:: Data rows ::
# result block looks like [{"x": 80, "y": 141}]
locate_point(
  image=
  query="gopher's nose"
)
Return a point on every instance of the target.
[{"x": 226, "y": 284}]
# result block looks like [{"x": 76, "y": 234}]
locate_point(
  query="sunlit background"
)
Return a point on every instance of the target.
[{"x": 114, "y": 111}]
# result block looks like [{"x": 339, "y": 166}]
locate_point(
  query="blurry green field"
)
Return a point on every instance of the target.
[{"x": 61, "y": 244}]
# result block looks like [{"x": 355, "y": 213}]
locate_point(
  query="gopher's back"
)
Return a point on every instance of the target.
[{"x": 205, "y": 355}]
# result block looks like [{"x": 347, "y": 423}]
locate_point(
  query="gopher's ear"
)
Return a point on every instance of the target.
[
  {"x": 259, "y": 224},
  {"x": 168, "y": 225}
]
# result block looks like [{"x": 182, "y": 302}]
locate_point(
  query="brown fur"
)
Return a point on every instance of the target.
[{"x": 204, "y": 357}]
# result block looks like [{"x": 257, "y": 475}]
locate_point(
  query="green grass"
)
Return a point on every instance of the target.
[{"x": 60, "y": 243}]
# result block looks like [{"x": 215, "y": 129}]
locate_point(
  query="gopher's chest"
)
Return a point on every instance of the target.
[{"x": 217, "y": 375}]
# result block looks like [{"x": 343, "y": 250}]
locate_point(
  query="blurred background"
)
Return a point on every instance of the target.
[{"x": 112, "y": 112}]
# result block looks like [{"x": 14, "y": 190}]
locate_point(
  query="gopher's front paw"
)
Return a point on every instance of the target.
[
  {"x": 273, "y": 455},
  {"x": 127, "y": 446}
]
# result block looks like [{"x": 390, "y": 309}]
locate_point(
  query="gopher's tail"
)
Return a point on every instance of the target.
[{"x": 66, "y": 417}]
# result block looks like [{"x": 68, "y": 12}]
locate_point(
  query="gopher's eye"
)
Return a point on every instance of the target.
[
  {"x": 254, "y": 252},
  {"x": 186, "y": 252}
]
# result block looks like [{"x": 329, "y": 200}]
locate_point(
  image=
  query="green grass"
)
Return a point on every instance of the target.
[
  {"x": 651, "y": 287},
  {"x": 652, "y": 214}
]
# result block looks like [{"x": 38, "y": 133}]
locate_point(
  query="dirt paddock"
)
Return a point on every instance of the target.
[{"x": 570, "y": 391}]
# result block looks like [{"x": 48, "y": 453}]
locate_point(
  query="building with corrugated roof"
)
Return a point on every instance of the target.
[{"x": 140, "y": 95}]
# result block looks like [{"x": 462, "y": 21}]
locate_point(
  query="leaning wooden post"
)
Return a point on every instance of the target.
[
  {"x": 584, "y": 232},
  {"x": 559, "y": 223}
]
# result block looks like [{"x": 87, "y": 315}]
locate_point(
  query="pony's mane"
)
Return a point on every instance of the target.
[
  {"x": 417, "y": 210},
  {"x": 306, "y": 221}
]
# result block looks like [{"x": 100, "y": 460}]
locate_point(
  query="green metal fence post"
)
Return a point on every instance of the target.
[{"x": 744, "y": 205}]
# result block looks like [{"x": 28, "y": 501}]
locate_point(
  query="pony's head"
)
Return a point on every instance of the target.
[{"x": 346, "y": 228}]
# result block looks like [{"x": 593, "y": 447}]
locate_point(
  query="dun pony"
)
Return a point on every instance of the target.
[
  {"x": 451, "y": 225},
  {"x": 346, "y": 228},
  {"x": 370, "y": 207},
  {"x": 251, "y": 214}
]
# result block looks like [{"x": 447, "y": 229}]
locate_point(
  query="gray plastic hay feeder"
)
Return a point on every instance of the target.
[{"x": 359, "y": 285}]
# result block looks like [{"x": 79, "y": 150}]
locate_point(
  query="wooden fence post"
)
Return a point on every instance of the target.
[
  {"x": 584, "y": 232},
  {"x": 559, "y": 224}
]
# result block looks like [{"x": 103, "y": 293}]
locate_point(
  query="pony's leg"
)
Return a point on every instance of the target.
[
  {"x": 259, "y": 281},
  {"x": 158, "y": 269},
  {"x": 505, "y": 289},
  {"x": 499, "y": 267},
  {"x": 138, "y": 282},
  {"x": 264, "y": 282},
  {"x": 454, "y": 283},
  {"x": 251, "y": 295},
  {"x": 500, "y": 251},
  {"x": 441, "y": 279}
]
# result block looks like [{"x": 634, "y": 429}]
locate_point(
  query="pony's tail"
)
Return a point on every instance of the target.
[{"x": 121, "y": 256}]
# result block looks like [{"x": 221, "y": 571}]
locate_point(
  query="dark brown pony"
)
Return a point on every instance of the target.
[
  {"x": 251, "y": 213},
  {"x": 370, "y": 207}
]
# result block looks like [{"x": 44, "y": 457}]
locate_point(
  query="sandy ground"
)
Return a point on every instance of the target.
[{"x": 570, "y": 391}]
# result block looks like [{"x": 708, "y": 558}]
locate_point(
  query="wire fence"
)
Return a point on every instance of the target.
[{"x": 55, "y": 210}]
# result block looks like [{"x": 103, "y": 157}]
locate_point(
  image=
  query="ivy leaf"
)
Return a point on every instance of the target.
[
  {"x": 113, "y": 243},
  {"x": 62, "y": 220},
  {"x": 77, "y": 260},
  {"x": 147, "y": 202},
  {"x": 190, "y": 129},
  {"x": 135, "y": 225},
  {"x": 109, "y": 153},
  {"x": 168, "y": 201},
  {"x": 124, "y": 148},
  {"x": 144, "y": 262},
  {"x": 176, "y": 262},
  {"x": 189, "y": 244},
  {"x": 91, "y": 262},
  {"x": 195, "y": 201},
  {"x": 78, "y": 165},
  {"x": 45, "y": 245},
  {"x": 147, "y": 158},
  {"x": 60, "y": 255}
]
:::
:: Data rows ::
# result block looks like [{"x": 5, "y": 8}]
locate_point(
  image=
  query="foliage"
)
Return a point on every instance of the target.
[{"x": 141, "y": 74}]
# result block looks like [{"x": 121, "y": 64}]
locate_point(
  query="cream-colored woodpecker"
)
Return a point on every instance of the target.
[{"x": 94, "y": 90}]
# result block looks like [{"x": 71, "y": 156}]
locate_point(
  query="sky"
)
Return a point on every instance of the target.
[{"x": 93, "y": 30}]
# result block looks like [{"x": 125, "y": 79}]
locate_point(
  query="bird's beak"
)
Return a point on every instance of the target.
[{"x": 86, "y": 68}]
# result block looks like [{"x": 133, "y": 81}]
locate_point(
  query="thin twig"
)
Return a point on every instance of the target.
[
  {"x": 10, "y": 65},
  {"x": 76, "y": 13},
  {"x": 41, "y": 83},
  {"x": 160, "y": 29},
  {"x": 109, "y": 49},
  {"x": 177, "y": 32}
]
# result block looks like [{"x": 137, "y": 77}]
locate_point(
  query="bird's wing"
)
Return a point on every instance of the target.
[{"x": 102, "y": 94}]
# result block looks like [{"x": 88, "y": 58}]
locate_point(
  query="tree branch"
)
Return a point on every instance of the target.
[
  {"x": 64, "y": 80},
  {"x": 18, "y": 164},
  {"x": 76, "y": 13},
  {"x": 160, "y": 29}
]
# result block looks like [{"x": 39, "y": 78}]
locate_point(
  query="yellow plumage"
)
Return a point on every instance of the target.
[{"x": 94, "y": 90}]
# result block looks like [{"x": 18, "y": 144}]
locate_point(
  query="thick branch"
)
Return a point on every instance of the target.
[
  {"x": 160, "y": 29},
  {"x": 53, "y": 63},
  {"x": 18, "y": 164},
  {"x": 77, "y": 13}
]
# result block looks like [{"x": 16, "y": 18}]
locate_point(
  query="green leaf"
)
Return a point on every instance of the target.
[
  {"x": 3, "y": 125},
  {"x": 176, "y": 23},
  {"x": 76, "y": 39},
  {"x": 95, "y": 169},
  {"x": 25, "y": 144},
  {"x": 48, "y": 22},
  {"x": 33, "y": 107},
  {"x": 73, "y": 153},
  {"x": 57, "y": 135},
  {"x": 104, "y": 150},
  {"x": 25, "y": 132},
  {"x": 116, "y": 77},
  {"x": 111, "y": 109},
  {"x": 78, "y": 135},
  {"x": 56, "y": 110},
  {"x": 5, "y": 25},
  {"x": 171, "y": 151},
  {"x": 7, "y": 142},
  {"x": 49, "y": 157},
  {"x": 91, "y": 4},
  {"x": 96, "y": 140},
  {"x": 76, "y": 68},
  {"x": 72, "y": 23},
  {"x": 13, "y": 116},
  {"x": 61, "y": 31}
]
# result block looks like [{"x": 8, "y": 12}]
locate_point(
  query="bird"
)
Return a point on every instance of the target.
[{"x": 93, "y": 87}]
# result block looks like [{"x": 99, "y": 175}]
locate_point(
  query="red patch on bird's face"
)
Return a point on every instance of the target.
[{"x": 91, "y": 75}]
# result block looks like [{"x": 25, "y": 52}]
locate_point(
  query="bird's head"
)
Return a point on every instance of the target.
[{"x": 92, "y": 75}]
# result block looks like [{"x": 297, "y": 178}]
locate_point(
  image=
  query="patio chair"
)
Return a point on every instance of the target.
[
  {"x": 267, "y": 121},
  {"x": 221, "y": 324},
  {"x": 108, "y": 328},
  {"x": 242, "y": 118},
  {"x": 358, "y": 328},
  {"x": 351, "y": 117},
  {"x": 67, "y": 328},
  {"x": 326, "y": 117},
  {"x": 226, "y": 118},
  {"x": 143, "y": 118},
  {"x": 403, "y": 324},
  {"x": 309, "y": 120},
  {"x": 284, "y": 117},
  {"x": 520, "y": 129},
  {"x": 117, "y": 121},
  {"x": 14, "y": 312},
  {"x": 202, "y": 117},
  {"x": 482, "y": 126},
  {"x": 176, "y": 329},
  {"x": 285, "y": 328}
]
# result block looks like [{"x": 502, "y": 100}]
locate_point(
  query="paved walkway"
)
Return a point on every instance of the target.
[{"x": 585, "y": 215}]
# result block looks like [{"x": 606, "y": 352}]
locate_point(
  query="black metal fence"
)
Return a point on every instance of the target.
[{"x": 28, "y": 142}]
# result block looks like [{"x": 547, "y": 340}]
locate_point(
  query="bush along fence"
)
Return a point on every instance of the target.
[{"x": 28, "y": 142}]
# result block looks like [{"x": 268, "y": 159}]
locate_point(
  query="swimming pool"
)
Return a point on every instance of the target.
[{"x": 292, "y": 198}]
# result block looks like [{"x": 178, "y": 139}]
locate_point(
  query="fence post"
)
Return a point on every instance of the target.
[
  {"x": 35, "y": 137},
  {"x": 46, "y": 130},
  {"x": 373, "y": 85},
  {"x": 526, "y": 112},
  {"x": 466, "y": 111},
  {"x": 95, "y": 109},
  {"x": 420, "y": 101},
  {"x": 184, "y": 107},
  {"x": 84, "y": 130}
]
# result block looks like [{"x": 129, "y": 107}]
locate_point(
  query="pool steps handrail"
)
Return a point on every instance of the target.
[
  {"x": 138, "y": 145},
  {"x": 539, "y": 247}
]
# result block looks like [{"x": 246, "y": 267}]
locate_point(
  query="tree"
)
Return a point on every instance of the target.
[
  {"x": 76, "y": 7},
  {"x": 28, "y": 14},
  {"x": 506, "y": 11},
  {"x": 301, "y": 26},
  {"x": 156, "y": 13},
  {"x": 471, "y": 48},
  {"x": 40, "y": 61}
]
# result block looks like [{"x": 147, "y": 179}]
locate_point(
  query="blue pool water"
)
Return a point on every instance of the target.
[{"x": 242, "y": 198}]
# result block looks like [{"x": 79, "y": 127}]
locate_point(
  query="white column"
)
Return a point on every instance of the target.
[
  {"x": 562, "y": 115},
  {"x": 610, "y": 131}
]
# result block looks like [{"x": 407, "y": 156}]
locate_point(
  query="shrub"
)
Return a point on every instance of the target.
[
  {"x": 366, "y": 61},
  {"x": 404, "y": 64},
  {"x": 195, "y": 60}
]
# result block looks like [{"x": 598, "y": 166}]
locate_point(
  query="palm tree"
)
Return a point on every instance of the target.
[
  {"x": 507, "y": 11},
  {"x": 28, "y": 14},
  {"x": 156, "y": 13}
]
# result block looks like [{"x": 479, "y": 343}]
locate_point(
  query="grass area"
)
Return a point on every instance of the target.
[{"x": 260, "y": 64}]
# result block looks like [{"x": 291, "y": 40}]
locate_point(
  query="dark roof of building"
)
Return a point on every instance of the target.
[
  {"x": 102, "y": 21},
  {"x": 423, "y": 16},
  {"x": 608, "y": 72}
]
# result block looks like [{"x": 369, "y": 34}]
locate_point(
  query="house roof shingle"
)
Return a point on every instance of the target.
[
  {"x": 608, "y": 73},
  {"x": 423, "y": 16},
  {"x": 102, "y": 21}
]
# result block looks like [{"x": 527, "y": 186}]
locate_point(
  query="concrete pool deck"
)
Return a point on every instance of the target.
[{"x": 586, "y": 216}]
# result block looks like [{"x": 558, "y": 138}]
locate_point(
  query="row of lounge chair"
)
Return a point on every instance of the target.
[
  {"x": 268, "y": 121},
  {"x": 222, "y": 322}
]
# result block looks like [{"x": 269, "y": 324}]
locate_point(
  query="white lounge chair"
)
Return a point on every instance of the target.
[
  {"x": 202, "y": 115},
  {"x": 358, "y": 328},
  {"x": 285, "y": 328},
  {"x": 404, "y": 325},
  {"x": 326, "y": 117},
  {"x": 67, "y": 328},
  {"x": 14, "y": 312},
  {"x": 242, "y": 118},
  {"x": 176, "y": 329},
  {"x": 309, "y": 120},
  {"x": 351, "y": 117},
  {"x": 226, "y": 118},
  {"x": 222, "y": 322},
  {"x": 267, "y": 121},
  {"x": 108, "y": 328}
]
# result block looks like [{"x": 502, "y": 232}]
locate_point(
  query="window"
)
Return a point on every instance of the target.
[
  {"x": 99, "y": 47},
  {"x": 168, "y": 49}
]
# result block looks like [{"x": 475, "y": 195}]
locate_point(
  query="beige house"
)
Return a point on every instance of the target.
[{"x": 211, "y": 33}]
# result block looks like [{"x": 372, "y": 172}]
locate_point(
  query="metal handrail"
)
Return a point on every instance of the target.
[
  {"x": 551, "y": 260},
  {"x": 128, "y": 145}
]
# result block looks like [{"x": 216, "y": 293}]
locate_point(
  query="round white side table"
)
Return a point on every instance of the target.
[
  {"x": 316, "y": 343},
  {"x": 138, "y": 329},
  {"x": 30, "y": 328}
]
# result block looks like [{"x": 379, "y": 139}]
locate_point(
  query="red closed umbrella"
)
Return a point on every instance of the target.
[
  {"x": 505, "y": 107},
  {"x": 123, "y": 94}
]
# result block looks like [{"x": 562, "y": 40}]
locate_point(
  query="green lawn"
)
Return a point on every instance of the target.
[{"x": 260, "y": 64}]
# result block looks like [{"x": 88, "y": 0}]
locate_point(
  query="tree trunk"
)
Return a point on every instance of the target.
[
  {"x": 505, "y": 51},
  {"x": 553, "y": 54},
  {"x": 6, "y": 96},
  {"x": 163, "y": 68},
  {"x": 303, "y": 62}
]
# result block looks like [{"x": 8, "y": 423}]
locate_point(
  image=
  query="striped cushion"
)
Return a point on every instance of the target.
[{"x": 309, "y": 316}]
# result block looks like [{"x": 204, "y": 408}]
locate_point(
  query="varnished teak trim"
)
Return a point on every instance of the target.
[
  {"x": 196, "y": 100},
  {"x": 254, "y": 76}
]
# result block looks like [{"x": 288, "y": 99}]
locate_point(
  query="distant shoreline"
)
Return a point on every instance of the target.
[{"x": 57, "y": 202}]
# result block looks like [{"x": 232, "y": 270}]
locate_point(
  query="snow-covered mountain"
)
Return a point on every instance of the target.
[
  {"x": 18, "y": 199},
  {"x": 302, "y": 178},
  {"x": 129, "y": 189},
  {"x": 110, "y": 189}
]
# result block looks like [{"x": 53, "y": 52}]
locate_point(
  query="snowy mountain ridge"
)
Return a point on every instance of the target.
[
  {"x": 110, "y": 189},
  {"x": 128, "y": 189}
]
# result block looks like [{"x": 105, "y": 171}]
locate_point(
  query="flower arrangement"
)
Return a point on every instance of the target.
:::
» Given exercise:
How many lines in the records contain the word "tail"? Give only the number.

» Solved problem:
2